Start Data shown

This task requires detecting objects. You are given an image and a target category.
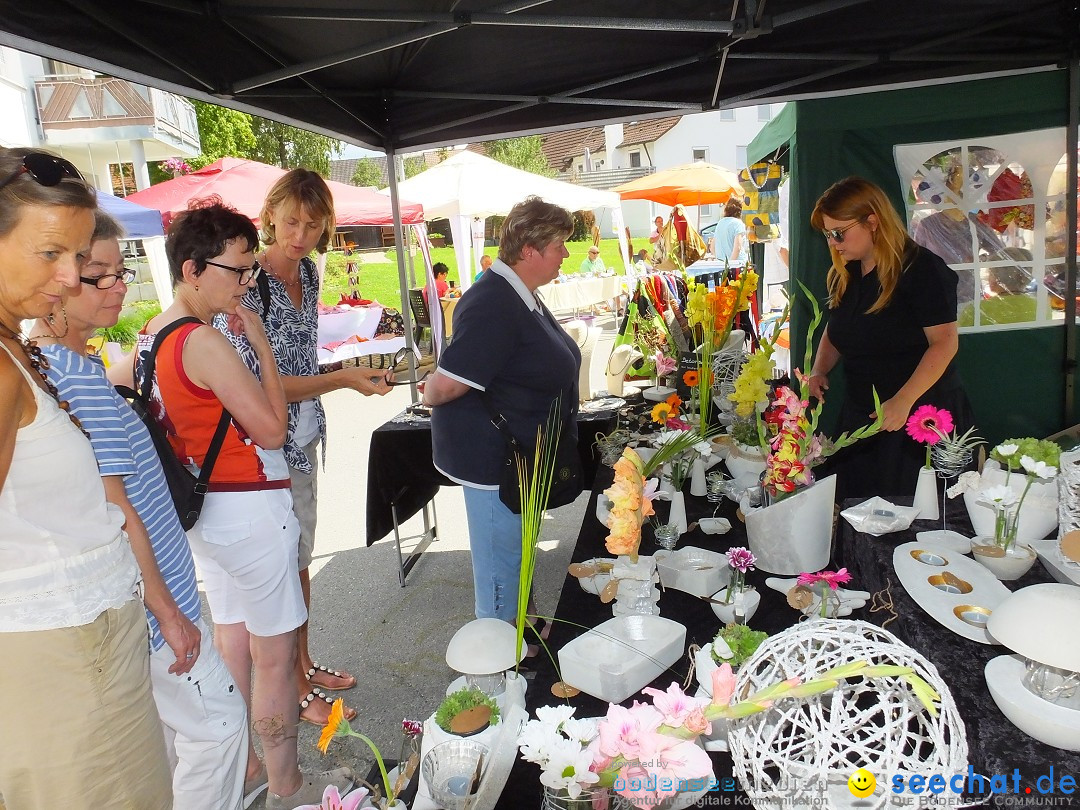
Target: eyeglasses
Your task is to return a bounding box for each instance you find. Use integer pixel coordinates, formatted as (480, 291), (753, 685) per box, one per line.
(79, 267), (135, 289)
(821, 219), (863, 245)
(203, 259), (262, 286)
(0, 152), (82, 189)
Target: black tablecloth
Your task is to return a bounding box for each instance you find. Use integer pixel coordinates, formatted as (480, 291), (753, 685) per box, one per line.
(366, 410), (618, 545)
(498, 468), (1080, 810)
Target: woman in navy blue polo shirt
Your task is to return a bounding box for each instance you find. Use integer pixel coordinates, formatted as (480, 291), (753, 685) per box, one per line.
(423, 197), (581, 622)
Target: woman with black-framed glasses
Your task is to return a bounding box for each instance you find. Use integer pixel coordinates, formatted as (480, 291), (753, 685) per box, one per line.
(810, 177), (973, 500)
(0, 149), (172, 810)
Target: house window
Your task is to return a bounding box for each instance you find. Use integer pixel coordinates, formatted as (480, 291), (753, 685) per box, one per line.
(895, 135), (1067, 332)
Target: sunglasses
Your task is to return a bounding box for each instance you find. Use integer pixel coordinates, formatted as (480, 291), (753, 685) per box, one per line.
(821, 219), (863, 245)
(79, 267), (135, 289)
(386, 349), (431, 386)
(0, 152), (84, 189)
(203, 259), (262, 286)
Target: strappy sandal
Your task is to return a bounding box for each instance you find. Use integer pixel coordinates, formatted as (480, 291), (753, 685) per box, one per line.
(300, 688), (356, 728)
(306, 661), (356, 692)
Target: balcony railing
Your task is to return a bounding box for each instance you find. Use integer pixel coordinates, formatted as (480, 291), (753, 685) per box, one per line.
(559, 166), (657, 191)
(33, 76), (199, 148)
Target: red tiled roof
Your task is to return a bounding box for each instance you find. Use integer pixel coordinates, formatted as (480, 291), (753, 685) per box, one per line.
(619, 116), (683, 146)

End Data shown
Start Data shown

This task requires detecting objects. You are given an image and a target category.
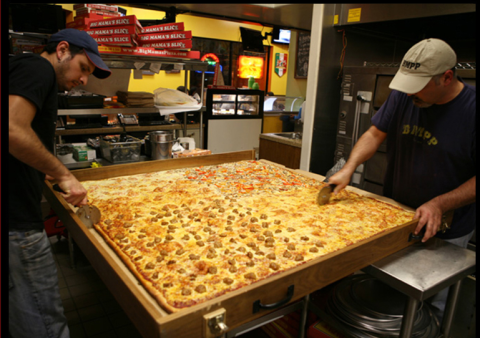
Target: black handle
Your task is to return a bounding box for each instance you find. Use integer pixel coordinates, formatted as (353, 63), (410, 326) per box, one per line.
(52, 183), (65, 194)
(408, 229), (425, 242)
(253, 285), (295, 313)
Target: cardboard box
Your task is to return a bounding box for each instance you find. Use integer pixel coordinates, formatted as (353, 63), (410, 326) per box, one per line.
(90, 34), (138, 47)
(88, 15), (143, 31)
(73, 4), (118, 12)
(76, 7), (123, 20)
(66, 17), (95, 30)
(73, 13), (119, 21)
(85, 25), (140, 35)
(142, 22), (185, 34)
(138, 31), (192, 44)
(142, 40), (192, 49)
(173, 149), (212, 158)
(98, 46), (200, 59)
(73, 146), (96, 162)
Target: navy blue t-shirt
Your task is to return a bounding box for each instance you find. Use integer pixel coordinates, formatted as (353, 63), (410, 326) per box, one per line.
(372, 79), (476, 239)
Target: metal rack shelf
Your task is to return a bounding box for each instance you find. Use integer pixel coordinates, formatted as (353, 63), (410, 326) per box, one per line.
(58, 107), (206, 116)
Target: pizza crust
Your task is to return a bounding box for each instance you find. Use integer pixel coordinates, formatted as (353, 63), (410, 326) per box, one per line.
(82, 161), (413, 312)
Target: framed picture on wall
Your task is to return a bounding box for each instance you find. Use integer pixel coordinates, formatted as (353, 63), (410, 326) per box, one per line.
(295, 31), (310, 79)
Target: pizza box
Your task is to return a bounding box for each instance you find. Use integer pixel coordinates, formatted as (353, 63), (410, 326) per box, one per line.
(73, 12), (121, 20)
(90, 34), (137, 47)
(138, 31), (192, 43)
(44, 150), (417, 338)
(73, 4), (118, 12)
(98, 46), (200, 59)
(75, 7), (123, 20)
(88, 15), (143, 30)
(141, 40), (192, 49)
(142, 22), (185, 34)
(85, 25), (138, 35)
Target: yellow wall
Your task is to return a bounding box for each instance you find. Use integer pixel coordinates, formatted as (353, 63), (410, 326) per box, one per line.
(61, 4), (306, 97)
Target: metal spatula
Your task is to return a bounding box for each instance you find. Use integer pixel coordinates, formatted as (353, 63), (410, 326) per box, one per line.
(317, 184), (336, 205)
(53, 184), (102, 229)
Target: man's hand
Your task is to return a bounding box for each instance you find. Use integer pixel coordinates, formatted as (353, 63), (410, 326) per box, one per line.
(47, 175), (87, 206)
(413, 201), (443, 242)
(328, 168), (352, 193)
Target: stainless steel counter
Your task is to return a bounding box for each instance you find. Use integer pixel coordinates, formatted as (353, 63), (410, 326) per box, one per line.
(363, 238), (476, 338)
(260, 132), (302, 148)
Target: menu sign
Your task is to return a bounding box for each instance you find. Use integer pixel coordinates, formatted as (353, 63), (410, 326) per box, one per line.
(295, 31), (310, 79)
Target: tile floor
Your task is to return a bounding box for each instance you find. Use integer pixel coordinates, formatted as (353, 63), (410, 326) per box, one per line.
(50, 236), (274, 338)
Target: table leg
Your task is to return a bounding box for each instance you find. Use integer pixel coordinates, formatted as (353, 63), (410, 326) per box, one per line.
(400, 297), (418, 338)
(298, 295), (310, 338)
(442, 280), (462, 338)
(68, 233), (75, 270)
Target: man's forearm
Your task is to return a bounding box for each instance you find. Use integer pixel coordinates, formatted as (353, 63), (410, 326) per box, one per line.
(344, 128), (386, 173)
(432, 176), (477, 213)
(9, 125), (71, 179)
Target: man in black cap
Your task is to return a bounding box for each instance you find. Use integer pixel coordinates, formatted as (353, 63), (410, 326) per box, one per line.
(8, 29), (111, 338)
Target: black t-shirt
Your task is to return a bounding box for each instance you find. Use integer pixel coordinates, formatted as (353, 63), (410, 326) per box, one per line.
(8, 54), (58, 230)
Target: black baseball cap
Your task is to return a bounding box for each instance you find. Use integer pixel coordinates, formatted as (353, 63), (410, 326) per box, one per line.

End Data shown

» What the task requires
Repeat the lines of the listing above, from the line containing "Target: menu sign" through the line containing "(68, 233), (75, 270)", both included.

» Task response
Target: menu sign
Your task is to return a bounding box for each instance you find. Use integer pixel coordinates, formatted as (353, 63), (410, 326) per box, one per line.
(295, 31), (310, 79)
Target: tile floor
Your task is to return a bounding box for each instance you find. Use integer pixel coordinates, formatted as (353, 63), (410, 326) per box, one per line.
(50, 236), (274, 338)
Target: table leg
Your task is to return a bounding box for each instance you find. Use integer pixel coordinates, formatted as (353, 63), (410, 326) per box, one per line.
(400, 297), (418, 338)
(298, 295), (310, 338)
(442, 280), (462, 338)
(68, 233), (75, 270)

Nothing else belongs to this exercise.